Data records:
-- -- --

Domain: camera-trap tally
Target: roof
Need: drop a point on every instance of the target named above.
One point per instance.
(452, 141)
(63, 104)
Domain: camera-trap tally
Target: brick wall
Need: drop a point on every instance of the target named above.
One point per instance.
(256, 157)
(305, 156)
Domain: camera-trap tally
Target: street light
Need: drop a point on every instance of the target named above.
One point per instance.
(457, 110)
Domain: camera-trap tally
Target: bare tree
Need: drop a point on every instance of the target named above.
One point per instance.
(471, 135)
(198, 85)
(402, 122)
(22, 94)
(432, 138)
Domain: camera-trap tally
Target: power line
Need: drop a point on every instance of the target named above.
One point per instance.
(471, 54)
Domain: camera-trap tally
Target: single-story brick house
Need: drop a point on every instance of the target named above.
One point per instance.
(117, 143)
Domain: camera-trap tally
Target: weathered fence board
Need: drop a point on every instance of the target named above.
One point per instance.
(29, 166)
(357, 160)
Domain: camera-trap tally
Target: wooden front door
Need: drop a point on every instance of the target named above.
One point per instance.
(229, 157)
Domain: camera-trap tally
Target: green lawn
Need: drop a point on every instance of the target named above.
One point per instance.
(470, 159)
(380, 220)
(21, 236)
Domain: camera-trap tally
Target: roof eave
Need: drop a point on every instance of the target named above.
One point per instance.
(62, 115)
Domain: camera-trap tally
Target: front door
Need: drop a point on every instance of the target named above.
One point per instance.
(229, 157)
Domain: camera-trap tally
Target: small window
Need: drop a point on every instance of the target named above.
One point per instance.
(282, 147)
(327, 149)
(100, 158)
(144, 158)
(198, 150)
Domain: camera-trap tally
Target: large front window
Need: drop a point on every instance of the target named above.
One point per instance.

-- -- --

PROBLEM: Output the entries verbatim.

THE REPLY:
Domain: camera-trap tally
Target: roof
Need: drop a point on every instance of the target named above.
One point per instance.
(452, 141)
(63, 104)
Domain: camera-trap tally
Target: brick wall
Need: drop a point on every instance of the target named above.
One point per instance.
(256, 157)
(305, 156)
Domain: camera-trap tally
Target: street light
Need: drop a point on every instance of the target named above.
One point per instance.
(457, 110)
Domain: camera-trap tally
Target: bare tree
Need: drop a point on every instance of the target named above.
One point per instance.
(471, 135)
(198, 85)
(402, 122)
(22, 94)
(432, 138)
Domain: camera-trap tally
Target: power line
Need: drop a point on every instance of the target named above.
One point per instance.
(471, 54)
Domain: camera-trap tally
Target: single-story brick house
Need: drop a point on every instance of the target named above.
One point per instance.
(117, 143)
Domain: camera-trap tally
Target: weathered fence board
Need: drop a point on every instance of the target named above.
One point per instance.
(29, 166)
(357, 160)
Domain: camera-trap tally
Target: wooden front door
Need: drop a point on every instance of the target named above.
One point per instance.
(229, 157)
Domain: camera-trap tally
Target: green lawn
Need: drop a point on every instance of the target named above.
One point per instance.
(470, 159)
(380, 220)
(21, 236)
Domain: camera-trap tally
Target: roof eave
Need: drop a point on every instance of the target named above.
One point per instance.
(62, 115)
Domain: camera-trap tally
Target: front door
Need: drop a point on every instance of the target named above.
One point per instance.
(229, 157)
Domain: camera-trap tally
Target: small window
Need: drop a point on every instance of the target named above.
One point per instance.
(282, 147)
(327, 149)
(100, 158)
(144, 158)
(198, 150)
Domain: camera-trap tally
Target: large front window
Need: drop a point on every instance of the target named above.
One point per instance.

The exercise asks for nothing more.